OBJECTIVE:
Copy the listing below with every occurrence of "disc" replaced by "circle". Keep everything else identical.

INFORMATION GIVEN:
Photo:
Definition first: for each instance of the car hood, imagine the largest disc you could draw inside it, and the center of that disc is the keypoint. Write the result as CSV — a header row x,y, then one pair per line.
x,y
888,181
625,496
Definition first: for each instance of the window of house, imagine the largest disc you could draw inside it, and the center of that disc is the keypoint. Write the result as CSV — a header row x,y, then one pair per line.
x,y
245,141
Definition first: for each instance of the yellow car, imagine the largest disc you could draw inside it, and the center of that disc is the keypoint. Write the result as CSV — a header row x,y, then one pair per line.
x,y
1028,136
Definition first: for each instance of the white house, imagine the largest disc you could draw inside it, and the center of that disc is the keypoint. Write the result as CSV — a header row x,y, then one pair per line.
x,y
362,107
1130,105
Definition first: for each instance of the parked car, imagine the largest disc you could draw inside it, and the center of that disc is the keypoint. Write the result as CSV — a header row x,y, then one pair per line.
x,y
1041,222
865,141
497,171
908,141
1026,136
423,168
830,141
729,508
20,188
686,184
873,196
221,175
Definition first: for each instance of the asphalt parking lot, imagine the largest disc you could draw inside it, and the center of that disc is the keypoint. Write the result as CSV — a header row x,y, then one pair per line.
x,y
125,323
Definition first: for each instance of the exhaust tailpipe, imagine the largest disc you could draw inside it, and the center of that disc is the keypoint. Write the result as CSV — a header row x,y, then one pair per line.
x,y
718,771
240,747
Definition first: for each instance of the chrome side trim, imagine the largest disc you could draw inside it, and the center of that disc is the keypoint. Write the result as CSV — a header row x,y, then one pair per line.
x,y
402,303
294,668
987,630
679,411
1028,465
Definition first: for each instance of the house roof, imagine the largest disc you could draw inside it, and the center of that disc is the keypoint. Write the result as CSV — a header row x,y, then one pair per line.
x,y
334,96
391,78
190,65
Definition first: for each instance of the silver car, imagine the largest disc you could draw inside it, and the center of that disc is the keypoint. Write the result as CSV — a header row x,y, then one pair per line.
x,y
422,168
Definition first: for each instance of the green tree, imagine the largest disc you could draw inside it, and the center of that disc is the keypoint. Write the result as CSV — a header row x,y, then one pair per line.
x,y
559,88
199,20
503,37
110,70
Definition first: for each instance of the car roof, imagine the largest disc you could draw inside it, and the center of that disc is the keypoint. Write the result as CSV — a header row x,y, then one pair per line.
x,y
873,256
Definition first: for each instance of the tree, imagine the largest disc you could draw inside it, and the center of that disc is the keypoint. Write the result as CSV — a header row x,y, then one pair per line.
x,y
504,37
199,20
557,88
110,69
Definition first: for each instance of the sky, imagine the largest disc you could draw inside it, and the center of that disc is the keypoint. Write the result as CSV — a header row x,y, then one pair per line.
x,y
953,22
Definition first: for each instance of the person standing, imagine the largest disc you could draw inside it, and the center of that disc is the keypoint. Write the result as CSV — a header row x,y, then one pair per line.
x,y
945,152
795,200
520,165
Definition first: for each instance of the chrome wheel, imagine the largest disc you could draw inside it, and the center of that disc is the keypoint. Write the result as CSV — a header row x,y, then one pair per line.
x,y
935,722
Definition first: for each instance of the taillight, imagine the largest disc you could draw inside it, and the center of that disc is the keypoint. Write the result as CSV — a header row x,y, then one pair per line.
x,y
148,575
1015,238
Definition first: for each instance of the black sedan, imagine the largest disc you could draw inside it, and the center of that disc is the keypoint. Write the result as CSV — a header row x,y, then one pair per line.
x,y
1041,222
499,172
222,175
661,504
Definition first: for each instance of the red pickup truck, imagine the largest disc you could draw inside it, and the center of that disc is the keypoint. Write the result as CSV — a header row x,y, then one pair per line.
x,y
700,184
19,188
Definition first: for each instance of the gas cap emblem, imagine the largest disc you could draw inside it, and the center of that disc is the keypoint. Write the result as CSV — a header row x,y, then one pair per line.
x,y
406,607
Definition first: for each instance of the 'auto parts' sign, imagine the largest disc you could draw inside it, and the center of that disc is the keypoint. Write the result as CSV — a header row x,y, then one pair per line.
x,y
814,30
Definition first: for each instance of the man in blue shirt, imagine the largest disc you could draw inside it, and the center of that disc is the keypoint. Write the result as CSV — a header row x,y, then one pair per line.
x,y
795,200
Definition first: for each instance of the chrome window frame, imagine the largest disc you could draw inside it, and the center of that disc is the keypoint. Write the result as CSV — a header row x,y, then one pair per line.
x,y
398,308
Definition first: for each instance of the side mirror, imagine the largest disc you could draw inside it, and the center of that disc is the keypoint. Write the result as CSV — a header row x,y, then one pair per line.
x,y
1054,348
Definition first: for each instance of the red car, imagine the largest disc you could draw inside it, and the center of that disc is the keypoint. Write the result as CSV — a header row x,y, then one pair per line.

FULL OUTPUT:
Photo:
Definition first: for each instance of the car hood, imagine the largest circle you could draw inside it, and the center of that circle is the keypoint. Write the result as CSV — a header row x,y, then one pair per line.
x,y
888,181
625,496
Definition first: for each instance of the window of house, imagine the largest circle you could draw inside it, and the center of that circle is the keypoint. Write the result as CSV — a header row x,y, then one pair per line.
x,y
245,141
Definition first: for each instance of the yellow car, imagine the largest circle you could draw inside it, and the center of that circle is the keypoint. Write the result as CSV — a header row x,y, then one pair per line.
x,y
1028,136
Definition first: for each instance of the white house, imagine the largest circle you could draw inside it, and the center of that circle is the keypoint. Write the result as CSV — a header row x,y, then one pair per line.
x,y
362,107
1130,105
Definition first: for each instance of the parked car, imagine the largest circle you could draw inside it, and the center of that circle is the keypoint. Write the result as CSV — a header row x,y, then one pair per line.
x,y
1041,222
865,141
497,171
908,141
1026,136
423,168
830,141
729,508
20,188
686,184
873,196
221,175
Definition first: for each instance of the asphalt parking lot, imagine the largest circle you could draw inside it, and the center of that circle is the keypoint. Write the result as CSV — a header row x,y, then one pair per line.
x,y
125,323
Definition first: for each instance of the exhaust tailpipe, imagine the largest circle you could draw inside it, and the center of that circle is the keypoint. Write the result as CSV — a header row x,y, then one pair per line.
x,y
718,771
240,747
Definition first: for each instance of the chrome side trim, imagine the largest circle you could draw inside it, and the center of that circle is the keypoint. Write the result as CSV — a header row x,y, then one pair per line.
x,y
402,303
294,668
987,630
679,411
1028,465
Definition first: for each instance of the house roof, imagine the largest circle you could draw inside it, and the center of that circle is the keypoint. Write the result as CSV — a header row x,y, then one pair per line.
x,y
334,96
391,78
190,65
Definition first: for each instance of the silver car, imagine the largest circle you could draw inside it, and the center of that circle is the keypoint. Write the result as CSV — a header row x,y, then one pair per line.
x,y
422,168
Definition first: for each instance of the green tree, imagine the largest circle you could draw inside it, and the center of that circle is the keypoint. Write the result as CSV — a header row x,y, then one pair per line.
x,y
559,88
199,20
503,37
110,70
Definition first: for each instance of the car roof, imagine the largest circle you could draw inside it, and the center of that circle is the keypoint. Write the result as CSV — a header row x,y, then one pair per line.
x,y
873,256
Definition first: for each instance of the tree, imagine the largest circle you could draw inside it, and the center of that circle is the keypoint. Write the result as CSV — a header row x,y, then one pair per line.
x,y
504,37
199,20
557,88
110,69
Definition first: for each instance of the sky, imagine the largest circle you could draw inside it, and the center of that circle is the keypoint. Write the result as CSV — a header row x,y, then one pair per line.
x,y
953,22
Definition first: for each instance of the person standing, imagine the largest circle you could draw inside it, and the center of that circle is the keypoint. Write the result as CSV — a header row x,y, then one pair per line.
x,y
945,152
795,200
520,165
Definition first: for each instance of the chrome wheel, imagine the largest circle you could draw inside it, and the center of that circle is the keypoint. Write the result as CSV — a header row x,y, then one pair per line.
x,y
935,722
Definition first: for each instance of the taillight, imagine the largest circle you could draw inside it, and the center of that circle is the keypoint. Write the result as CSV — a header row x,y, then one pair per line.
x,y
148,575
1015,238
Definition first: for each instance of the black sedan, imagine the largest circle you could draw inside it, and the center of that circle is the keypoint. Write the result as CSV — a header row x,y, then one pair per line.
x,y
1041,222
499,172
222,175
661,504
Definition first: for each instance of the red pickup truck, imagine the largest circle you could draw inside it, and the center of that circle is the keypoint. Write the result as CSV — a header row x,y, then one pair per line.
x,y
700,184
19,188
Definition first: for each instance of the gas cap emblem, imagine the largest circle you could draw inside it, and the center of that circle is the keypoint. Write the result as CSV — a header row x,y, then one pair per line.
x,y
406,607
Definition first: for each instance of the 'auto parts' sign, imagine the largest circle you could draw inside it, and the center of that circle is the keypoint. Write the result as CSV — a header row x,y, then one pair per line.
x,y
814,30
Definition first: for each instance of the man in blue shirt, imagine the largest circle you could draw inside it, and the center of that circle is the keypoint. Write the result as CSV — a header row x,y, then one pair per line.
x,y
795,200
Definition first: for each instance of the chrome window frame, imagine the largest circle you could draw inside it, and the center of that circle is the keypoint. Write the result as CSV — a header row x,y, then one pair per line.
x,y
398,308
Definition first: for each instance of the side mirror, imagine the largest circle you could draw inside it, and the center of that circle is the keypoint. Write the result as CSV — a header row x,y, then one pair per line.
x,y
1054,348
Definition first: for each instance of the red car, imagine the largest circle you could draw inside it, and the center of that circle is the keypoint. Write the result as CSV — a header row x,y, then one pair per line.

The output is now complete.